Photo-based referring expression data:
===

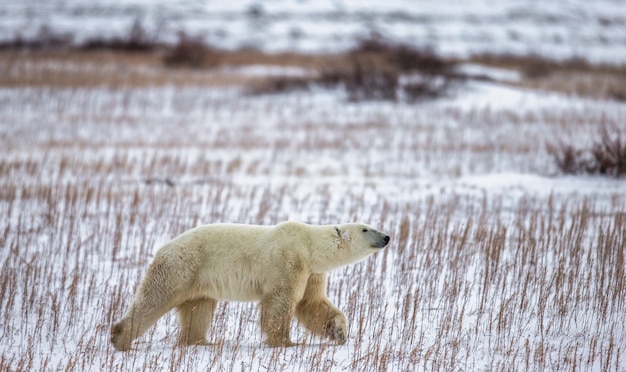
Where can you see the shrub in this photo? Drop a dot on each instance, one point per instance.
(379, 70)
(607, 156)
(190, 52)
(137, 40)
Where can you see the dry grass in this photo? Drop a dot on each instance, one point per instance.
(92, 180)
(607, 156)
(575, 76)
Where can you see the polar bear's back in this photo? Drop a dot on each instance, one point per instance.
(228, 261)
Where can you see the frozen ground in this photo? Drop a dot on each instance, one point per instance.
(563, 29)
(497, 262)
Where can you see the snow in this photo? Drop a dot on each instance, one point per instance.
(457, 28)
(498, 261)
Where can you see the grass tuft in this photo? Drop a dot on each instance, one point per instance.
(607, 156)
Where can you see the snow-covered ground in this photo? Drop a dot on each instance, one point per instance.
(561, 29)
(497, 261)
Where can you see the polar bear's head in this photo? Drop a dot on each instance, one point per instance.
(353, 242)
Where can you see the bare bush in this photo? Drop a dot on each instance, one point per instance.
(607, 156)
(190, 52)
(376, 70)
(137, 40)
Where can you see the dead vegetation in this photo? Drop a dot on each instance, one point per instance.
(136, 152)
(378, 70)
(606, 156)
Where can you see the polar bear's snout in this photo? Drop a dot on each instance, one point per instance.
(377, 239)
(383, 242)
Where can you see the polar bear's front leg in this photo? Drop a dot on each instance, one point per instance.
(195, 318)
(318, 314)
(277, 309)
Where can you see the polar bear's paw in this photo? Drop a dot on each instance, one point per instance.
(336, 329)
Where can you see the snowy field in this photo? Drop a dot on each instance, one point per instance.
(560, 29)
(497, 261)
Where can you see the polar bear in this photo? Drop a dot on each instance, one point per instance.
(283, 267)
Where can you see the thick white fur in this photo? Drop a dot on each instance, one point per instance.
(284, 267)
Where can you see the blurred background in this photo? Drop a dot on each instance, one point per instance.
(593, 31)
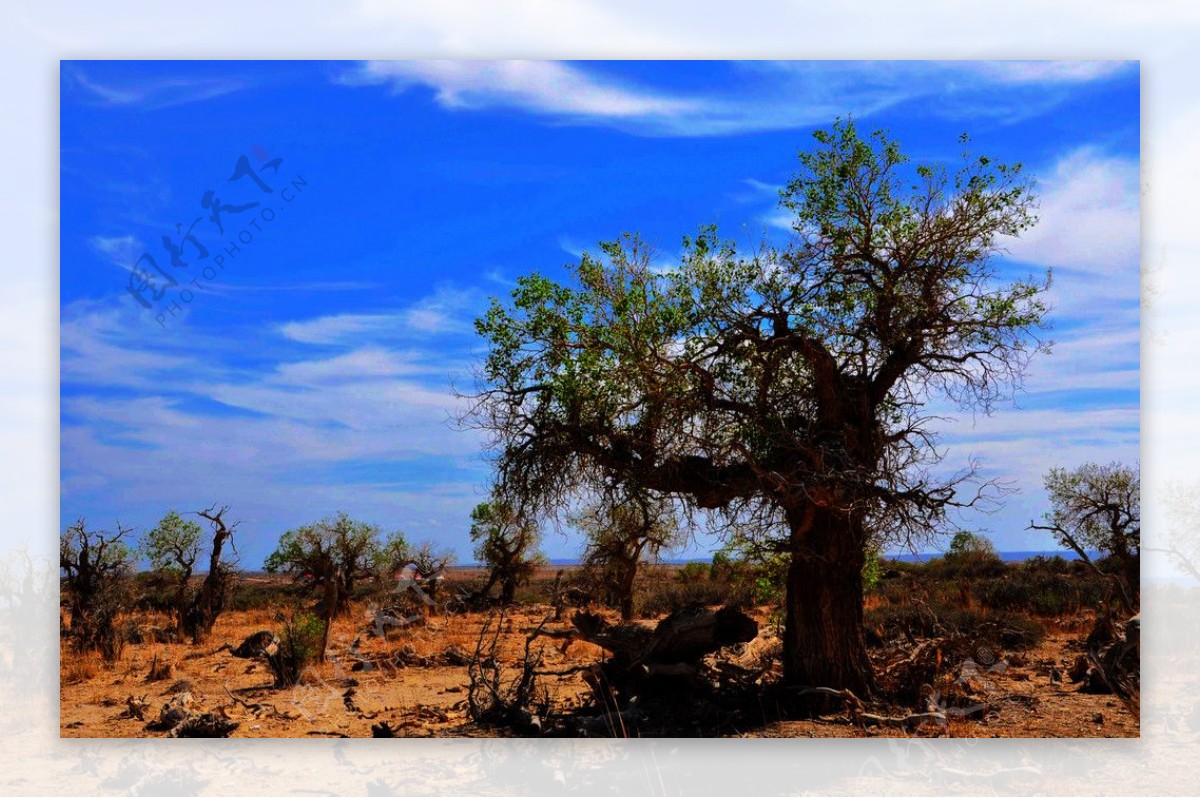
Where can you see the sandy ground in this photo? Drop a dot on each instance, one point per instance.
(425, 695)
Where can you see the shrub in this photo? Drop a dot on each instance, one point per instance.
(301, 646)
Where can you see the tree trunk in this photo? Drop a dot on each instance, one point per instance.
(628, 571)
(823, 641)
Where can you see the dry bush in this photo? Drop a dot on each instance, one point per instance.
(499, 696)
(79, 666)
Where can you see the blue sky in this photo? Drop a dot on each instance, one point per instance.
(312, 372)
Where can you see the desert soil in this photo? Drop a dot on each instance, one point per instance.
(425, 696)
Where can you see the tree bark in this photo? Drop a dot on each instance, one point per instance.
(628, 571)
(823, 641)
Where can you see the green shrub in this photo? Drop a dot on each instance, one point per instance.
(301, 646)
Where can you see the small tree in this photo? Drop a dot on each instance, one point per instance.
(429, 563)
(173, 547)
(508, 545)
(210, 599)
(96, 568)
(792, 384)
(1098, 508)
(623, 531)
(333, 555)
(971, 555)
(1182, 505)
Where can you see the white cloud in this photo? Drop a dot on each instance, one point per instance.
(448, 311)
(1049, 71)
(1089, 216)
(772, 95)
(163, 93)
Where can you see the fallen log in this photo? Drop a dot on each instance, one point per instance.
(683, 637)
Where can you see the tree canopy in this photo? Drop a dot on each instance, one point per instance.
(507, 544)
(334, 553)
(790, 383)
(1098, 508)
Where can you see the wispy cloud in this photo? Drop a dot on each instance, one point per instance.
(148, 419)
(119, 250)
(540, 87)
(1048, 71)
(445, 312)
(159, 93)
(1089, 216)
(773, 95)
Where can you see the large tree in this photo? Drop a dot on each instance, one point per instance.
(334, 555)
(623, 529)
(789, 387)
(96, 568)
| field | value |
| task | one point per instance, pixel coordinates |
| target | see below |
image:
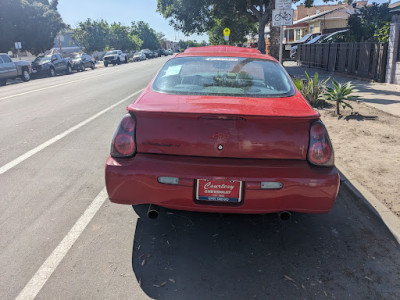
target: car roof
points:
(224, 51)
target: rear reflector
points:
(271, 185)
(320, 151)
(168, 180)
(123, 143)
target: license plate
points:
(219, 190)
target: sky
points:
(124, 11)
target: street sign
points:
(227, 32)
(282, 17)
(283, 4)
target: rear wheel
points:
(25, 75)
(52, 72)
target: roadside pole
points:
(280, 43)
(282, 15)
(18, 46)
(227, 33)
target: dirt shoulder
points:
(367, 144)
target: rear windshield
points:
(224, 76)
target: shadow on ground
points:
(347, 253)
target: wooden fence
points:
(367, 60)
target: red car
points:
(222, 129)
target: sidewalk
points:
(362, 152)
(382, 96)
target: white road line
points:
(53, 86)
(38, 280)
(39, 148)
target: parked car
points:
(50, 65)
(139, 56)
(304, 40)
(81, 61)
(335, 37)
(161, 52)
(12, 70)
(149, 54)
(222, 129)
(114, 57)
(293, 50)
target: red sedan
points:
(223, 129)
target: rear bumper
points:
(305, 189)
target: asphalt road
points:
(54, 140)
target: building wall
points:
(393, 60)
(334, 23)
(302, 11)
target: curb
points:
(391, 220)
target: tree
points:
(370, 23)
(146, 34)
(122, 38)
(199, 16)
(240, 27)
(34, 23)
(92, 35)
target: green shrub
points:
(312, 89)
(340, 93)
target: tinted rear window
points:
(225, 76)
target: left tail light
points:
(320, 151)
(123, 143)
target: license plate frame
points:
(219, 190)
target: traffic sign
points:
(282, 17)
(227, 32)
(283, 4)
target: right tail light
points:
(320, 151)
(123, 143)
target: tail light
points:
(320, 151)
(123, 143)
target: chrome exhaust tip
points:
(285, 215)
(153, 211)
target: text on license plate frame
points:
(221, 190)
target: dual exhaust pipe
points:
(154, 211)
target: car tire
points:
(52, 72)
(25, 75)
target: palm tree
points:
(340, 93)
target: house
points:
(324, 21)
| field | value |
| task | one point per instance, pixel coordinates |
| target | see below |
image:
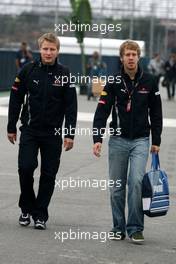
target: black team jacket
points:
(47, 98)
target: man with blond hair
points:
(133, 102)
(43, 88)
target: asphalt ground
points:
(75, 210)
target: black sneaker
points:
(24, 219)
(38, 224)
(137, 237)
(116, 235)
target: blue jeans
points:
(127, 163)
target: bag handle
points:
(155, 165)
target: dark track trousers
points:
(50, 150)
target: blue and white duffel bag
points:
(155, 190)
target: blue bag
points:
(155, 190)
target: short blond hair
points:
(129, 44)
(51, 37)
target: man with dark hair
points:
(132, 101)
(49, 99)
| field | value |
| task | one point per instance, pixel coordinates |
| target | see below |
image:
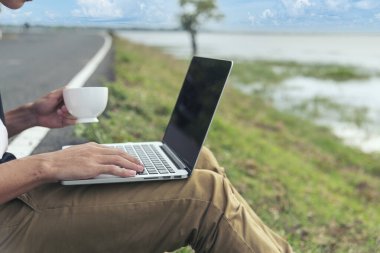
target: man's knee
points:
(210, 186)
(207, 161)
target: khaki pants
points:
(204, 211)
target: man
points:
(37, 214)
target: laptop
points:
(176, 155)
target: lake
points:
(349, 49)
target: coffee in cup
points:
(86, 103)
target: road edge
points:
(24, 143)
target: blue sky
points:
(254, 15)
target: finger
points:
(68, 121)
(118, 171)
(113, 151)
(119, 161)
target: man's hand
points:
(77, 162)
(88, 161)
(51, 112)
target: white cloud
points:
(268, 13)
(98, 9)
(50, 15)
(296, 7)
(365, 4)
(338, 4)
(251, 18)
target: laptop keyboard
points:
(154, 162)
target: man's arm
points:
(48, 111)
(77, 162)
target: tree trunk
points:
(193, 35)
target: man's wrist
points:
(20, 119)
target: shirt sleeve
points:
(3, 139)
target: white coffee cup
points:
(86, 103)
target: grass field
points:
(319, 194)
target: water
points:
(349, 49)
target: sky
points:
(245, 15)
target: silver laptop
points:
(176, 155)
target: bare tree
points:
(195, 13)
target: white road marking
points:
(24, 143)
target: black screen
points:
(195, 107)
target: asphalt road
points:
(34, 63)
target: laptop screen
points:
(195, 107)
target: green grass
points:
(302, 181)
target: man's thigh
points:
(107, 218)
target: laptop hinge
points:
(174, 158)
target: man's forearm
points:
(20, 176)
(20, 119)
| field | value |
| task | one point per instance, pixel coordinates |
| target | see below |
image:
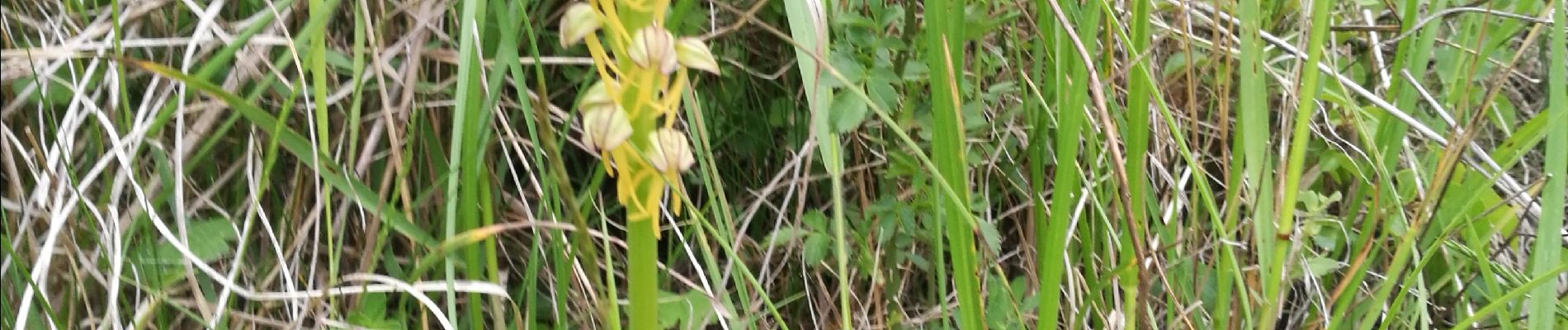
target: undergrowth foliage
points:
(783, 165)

===

#### What to do
Tally the lines of the data that include the word "laptop". Reply with the number only.

#### Result of the exercise
5